((

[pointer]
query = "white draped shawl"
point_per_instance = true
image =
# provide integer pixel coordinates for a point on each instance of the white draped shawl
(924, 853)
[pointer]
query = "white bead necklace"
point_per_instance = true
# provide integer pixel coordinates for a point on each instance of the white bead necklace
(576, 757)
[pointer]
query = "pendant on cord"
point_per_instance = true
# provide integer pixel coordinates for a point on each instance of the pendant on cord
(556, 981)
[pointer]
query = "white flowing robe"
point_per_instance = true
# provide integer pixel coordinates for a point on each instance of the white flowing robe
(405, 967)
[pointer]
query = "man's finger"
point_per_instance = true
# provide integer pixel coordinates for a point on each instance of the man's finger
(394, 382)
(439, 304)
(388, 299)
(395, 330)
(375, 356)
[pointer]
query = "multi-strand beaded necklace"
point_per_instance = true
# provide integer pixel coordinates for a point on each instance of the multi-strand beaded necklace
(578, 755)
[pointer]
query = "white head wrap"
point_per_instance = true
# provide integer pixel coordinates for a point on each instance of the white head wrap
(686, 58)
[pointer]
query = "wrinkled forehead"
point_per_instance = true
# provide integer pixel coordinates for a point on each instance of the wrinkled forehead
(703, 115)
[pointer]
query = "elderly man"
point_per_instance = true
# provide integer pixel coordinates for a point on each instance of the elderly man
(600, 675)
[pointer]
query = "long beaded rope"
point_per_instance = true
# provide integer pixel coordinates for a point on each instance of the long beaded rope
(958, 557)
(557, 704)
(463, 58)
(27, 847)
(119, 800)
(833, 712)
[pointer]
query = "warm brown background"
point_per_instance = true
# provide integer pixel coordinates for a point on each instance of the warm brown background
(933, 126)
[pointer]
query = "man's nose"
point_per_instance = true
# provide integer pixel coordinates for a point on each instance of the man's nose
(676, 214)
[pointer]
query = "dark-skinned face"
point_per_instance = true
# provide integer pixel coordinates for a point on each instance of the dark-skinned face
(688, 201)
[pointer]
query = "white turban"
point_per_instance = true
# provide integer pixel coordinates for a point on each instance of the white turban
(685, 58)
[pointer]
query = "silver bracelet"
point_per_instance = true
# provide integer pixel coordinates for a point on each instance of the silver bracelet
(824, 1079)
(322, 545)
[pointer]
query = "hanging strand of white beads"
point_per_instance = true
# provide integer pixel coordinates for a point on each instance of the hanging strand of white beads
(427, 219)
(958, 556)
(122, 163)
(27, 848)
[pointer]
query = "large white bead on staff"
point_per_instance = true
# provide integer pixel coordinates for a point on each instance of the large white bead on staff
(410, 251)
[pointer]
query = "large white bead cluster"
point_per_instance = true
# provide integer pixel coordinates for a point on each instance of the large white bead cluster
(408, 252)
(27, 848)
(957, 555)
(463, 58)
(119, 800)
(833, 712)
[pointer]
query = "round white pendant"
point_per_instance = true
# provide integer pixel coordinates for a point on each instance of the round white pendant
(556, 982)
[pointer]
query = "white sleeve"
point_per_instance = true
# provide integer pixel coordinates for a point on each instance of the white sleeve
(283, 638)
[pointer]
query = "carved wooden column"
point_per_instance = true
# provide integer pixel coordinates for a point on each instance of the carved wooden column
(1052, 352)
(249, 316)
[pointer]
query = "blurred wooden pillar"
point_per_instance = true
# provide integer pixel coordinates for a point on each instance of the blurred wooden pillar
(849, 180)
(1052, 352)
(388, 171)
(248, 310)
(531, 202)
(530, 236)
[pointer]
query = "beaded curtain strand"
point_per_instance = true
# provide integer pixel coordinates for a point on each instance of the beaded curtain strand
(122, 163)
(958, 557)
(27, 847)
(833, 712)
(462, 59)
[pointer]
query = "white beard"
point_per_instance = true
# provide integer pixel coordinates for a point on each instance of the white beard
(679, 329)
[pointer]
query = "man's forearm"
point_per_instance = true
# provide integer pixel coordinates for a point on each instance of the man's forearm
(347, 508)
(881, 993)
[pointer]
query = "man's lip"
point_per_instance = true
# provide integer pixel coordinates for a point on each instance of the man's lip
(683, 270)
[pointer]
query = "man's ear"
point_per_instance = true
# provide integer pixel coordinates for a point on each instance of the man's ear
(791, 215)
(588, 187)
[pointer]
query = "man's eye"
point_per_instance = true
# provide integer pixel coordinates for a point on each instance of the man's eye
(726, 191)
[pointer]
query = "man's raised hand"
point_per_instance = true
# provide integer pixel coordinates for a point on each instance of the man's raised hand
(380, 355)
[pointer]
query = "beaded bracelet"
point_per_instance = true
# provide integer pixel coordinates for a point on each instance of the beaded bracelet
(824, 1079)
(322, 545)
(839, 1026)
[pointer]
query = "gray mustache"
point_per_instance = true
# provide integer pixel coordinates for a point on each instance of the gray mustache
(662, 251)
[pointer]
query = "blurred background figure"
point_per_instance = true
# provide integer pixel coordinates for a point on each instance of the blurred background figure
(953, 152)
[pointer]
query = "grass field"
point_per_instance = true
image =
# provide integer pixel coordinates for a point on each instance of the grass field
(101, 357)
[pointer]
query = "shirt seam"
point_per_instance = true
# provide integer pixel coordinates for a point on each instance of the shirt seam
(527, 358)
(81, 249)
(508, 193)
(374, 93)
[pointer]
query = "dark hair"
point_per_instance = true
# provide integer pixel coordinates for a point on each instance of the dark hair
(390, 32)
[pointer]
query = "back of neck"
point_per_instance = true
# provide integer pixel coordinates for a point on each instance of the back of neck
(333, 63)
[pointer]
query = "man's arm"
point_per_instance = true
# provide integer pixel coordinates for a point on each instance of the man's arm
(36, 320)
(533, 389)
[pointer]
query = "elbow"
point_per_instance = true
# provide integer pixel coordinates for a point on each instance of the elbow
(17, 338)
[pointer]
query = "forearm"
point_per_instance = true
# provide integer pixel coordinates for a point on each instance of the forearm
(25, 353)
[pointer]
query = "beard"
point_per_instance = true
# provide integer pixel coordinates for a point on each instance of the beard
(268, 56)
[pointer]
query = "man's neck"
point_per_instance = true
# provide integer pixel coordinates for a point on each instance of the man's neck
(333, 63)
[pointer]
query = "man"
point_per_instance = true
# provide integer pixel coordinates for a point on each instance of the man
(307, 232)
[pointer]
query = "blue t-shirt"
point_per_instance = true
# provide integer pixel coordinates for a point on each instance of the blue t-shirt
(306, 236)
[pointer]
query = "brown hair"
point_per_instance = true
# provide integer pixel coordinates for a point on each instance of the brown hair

))

WHAT TO PRODUCE: Select every line in the material above that contains the string "background", and copy each one out.

TASK ANSWER:
query = "warm brown background"
# provide integer pixel coordinates for a point on each instance of the warm brown background
query = "blurred background figure"
# provide integer pixel coordinates for a point on each instance of the blurred background figure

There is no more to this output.